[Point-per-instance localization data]
-------------------------

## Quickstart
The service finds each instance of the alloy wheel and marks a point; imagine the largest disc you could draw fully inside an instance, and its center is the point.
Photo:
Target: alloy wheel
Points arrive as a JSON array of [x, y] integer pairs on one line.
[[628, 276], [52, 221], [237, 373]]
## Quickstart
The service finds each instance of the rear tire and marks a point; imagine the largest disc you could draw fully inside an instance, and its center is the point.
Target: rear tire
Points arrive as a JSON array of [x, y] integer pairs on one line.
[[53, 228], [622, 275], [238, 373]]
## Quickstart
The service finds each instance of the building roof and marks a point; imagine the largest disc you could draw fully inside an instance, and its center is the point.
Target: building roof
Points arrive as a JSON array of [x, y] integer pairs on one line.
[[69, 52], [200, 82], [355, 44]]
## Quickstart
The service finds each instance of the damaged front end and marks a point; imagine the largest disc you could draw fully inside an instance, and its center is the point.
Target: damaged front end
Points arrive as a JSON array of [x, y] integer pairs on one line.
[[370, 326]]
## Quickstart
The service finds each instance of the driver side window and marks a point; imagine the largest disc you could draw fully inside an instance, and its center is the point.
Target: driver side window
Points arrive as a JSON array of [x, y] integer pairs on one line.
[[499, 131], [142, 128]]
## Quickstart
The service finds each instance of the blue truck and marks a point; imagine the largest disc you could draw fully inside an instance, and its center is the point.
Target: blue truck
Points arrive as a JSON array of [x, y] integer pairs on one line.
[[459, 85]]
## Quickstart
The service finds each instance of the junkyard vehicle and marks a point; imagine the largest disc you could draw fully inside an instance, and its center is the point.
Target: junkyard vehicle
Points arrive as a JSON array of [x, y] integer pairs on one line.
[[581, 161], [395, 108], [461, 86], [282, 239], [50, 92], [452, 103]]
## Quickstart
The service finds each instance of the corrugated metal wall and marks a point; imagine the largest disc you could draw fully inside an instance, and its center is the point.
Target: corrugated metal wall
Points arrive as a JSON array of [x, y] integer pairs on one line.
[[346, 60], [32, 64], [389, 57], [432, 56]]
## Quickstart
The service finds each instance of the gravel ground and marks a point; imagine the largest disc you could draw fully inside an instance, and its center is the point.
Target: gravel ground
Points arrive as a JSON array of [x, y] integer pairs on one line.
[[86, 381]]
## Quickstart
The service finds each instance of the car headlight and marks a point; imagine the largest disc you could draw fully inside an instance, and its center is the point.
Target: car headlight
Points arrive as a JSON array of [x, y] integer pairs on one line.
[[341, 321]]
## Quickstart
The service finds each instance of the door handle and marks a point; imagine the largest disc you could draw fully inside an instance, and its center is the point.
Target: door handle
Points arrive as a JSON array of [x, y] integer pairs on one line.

-------------------------

→ Your instructions
Return each line of the data that contains the string "driver".

→ Answer box
The service finds each instance of the driver side window and marks a point; imagine the largest disc you could draw fully inside an instance, and its center is the point.
Target: driver side window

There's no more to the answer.